Named object pointing records
┄┄┄┄┄┄

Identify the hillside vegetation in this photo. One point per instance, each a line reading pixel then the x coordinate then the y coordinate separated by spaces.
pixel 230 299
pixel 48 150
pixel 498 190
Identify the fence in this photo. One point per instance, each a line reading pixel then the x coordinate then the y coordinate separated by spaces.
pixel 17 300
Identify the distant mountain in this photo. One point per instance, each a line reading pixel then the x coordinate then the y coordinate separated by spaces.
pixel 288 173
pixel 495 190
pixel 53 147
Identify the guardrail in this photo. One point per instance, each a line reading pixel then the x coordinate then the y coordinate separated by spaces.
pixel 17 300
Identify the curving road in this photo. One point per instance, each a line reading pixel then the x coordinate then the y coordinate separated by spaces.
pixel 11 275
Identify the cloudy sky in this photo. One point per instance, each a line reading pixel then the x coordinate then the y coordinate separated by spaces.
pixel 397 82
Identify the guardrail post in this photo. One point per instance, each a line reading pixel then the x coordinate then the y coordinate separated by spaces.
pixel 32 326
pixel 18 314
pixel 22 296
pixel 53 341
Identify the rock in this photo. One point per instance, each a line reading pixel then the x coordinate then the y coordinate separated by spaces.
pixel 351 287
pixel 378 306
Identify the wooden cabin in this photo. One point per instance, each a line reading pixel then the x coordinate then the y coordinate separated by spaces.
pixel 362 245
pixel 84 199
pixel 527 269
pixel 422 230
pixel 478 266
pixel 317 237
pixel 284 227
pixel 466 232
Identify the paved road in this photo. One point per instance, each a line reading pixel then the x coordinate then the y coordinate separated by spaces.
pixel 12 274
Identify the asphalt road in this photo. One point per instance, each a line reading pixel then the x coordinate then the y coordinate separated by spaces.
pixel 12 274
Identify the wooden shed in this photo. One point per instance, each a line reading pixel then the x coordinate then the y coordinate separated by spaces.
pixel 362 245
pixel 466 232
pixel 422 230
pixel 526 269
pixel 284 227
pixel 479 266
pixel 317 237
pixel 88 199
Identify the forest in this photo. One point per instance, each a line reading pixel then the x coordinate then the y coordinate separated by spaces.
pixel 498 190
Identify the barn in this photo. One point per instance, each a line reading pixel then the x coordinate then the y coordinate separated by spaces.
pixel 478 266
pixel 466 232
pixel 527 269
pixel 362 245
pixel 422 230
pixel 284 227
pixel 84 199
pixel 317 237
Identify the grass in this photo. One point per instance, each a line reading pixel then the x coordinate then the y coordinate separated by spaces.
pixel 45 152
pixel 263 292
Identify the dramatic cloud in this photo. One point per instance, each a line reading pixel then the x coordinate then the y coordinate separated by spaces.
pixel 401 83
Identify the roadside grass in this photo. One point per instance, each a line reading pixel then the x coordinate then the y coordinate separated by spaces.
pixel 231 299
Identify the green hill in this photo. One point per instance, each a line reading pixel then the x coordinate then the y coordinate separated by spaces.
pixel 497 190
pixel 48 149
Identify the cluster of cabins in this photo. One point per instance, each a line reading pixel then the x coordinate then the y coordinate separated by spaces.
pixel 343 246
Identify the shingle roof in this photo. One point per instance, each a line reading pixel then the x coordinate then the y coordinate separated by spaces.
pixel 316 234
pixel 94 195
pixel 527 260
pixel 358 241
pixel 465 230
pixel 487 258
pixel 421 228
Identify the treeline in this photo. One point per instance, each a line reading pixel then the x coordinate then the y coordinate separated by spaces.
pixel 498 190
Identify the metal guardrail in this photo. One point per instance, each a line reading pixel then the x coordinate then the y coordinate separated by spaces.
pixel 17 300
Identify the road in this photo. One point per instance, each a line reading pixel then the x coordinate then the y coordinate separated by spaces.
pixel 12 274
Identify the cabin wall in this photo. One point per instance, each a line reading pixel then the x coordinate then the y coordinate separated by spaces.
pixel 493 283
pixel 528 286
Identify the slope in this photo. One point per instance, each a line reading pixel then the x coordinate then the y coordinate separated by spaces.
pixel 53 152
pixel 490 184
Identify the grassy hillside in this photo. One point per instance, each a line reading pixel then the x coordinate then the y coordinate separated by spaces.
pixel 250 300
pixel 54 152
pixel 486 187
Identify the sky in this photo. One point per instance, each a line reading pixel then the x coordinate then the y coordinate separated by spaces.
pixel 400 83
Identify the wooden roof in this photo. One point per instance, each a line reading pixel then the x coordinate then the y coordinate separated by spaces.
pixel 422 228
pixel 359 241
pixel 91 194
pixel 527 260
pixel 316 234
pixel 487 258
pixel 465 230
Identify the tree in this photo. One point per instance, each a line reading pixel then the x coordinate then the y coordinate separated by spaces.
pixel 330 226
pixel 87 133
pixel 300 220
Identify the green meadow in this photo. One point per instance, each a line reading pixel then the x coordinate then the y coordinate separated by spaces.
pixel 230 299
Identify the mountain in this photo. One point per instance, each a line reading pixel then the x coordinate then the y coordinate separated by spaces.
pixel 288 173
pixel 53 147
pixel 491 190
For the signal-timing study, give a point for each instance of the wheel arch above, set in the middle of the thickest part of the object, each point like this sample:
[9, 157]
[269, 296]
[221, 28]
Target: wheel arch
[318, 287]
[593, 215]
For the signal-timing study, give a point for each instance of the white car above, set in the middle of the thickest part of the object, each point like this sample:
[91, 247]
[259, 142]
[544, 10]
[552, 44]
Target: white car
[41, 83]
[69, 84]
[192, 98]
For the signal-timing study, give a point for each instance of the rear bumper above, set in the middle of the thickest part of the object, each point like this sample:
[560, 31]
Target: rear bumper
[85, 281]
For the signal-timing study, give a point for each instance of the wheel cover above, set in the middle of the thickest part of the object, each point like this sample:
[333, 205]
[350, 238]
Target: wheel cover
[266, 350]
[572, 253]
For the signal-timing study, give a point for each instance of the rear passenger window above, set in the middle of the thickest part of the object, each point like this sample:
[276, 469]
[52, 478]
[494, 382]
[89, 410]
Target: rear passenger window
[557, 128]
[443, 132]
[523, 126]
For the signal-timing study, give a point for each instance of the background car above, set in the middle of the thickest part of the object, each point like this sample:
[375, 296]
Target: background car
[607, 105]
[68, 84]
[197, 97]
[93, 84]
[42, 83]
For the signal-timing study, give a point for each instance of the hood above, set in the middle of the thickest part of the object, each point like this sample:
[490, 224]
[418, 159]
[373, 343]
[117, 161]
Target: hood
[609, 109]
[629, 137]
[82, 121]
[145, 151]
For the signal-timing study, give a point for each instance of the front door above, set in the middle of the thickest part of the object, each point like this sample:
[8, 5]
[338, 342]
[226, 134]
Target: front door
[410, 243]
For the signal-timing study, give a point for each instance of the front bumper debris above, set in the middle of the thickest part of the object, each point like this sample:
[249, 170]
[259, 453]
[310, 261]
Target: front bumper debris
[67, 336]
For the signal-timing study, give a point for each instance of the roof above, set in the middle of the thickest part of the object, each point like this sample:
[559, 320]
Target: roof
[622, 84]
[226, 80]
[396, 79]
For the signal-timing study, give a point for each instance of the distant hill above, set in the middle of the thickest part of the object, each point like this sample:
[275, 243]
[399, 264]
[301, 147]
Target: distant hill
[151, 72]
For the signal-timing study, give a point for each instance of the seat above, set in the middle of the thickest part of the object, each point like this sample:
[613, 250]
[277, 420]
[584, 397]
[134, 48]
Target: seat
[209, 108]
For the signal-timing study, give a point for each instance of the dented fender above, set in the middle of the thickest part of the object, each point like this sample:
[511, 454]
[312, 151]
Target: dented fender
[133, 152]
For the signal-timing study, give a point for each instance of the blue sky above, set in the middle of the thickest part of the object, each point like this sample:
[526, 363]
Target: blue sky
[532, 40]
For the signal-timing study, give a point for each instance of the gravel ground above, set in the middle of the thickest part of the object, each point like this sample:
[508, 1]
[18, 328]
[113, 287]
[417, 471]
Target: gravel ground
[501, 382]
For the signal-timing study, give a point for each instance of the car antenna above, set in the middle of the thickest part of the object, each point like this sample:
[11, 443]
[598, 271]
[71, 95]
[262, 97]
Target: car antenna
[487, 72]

┄┄┄┄┄┄

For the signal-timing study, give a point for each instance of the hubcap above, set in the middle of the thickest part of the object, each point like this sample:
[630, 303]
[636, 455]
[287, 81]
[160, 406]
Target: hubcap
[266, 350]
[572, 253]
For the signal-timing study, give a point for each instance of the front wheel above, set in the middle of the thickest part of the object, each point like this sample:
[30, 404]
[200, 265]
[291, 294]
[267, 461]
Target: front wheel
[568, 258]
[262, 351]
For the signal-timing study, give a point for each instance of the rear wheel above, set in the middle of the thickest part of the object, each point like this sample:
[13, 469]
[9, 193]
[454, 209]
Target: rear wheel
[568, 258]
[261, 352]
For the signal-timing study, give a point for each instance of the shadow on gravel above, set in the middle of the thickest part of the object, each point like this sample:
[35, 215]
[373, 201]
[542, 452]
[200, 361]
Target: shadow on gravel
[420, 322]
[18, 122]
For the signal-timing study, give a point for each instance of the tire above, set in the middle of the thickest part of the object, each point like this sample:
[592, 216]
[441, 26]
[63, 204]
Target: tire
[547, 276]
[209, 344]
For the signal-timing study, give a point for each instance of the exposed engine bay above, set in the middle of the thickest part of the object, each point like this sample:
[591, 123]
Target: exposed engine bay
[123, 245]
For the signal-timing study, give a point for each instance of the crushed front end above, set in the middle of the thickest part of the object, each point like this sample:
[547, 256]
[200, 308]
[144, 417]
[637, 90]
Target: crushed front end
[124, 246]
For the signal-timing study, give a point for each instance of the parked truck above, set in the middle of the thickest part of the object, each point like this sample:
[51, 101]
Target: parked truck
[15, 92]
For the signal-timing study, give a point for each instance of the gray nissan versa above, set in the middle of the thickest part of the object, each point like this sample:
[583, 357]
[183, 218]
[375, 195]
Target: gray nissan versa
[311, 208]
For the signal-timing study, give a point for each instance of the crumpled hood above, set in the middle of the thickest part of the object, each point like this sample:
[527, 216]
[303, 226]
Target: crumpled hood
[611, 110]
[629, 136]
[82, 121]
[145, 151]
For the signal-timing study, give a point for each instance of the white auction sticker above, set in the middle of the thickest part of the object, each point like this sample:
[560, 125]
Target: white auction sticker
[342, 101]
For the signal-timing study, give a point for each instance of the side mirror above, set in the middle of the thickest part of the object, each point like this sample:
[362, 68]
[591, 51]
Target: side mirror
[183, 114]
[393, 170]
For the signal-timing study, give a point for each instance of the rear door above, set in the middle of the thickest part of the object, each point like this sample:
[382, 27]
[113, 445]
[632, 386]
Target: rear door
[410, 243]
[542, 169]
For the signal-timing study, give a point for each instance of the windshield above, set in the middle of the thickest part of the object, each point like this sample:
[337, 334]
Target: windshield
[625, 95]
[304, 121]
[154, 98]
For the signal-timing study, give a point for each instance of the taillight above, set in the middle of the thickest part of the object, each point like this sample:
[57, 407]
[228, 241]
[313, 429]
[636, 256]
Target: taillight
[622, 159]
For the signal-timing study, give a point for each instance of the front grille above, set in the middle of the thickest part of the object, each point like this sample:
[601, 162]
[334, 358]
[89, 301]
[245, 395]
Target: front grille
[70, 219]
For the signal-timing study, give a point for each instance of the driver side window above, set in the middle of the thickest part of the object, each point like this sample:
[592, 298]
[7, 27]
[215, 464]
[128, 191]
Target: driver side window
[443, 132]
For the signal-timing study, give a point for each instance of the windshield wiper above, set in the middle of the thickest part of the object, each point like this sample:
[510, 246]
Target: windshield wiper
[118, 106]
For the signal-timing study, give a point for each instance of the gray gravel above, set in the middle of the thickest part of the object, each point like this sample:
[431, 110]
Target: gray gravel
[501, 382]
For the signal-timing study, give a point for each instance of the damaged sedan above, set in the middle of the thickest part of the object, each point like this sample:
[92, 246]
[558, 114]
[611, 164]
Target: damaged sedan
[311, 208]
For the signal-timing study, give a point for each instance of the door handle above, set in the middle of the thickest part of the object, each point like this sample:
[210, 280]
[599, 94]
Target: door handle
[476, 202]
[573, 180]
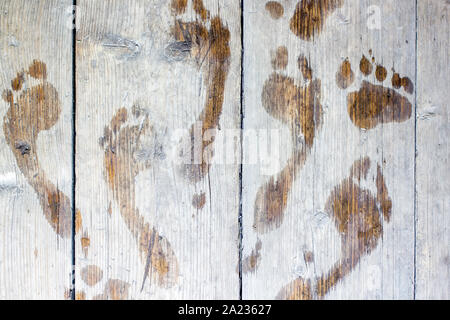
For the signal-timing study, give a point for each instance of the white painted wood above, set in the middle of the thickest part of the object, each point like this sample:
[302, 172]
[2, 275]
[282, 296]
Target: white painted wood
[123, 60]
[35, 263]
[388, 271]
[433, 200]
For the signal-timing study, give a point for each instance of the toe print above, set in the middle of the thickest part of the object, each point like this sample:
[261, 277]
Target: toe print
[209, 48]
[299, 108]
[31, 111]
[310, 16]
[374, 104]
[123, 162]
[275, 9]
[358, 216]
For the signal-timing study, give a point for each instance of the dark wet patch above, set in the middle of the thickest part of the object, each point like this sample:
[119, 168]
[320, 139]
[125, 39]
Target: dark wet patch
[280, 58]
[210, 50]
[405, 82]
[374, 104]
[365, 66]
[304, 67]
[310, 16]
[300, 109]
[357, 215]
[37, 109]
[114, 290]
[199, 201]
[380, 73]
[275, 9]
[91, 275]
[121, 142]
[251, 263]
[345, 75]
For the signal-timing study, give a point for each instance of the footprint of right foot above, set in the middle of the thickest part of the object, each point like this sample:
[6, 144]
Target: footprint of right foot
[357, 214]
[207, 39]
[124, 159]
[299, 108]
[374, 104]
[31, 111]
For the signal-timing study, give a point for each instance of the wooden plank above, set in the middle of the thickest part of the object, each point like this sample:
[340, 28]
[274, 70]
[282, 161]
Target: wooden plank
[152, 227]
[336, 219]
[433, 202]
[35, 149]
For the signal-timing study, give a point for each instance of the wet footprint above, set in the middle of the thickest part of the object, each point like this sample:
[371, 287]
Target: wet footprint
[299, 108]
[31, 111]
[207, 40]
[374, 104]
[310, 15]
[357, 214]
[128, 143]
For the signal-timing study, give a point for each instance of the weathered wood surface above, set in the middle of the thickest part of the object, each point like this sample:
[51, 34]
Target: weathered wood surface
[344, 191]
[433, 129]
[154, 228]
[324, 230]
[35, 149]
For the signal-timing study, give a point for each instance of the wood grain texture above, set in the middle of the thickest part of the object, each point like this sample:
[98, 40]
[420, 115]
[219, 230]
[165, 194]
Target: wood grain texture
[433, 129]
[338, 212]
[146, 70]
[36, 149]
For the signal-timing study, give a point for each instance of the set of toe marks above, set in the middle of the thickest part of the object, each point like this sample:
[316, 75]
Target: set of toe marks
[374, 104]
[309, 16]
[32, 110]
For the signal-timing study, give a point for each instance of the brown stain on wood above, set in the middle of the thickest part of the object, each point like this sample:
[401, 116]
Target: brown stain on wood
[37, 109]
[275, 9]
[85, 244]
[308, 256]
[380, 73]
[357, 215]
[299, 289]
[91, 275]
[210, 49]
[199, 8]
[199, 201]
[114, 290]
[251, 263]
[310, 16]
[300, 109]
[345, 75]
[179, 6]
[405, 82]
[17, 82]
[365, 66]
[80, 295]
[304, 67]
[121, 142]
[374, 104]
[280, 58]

┄┄┄┄┄┄

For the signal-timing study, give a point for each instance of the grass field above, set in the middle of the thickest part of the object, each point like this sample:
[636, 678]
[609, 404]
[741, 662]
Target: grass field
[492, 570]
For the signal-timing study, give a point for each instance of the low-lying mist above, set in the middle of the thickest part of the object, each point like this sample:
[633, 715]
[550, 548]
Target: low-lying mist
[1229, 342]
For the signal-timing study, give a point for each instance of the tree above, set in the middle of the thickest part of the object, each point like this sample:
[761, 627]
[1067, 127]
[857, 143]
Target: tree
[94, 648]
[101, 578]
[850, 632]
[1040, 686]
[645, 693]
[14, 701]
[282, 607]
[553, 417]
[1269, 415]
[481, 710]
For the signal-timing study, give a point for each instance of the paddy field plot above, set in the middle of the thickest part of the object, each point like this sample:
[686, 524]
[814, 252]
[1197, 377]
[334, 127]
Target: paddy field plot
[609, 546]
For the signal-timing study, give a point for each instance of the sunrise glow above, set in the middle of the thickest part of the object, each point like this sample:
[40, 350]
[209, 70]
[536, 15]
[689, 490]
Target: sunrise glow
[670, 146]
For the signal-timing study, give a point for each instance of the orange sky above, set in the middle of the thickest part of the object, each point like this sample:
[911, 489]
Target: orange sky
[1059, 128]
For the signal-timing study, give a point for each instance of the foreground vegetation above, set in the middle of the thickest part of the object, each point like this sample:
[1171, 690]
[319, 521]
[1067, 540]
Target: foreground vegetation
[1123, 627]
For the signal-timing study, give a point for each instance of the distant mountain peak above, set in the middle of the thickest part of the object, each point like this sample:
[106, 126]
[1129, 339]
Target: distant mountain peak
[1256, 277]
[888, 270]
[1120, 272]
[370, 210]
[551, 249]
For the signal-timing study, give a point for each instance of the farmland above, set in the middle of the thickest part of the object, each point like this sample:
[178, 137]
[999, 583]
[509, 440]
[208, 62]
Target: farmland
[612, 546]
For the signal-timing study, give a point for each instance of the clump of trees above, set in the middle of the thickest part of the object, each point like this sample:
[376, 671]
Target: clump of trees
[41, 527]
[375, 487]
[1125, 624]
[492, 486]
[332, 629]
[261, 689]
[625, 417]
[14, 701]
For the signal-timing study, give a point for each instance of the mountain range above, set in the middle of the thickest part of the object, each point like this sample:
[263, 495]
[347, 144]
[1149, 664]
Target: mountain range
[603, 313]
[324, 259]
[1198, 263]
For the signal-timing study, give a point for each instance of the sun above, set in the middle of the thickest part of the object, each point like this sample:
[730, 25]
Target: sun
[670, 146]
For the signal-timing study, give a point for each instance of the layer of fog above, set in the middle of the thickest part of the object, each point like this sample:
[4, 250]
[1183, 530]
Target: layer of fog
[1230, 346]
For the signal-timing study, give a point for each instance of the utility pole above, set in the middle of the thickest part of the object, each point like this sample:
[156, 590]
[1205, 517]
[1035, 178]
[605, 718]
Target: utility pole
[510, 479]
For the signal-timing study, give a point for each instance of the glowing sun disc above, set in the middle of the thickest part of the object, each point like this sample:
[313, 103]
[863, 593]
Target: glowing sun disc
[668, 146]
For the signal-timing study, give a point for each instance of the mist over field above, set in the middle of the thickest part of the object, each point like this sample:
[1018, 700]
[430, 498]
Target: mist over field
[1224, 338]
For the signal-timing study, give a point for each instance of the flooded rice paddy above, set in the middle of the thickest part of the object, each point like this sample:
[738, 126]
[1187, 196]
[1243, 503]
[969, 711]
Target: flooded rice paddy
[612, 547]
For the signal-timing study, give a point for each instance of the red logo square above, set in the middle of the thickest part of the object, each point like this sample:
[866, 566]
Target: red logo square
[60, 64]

┄┄┄┄┄┄

### [Exercise goal]
Copy out the lines from the one containing "Identify the hillside" through the one containing "pixel 11 275", both included, with no changes.

### [Answer to the problem]
Identify the hillside vegetation in this photo. One point per instance, each a line reading pixel then the x coordinate then the y coordinate separated by spaces.
pixel 230 299
pixel 48 150
pixel 498 190
Identify the fence in this photo. One point per instance, each a line reading pixel then the x coordinate then the y coordinate separated by spaces.
pixel 17 300
Identify the distant mountain in this photo. One point per instance, each a line reading pixel then the x coordinate then the y coordinate separated by spaces.
pixel 288 173
pixel 495 190
pixel 53 147
Identify the guardrail in this photo. One point per instance, each a line reading pixel then the x coordinate then the y coordinate separated by spaces.
pixel 17 300
Identify the curving road in this photo. One point per instance, each a line reading pixel then the x coordinate then the y coordinate separated by spaces.
pixel 11 275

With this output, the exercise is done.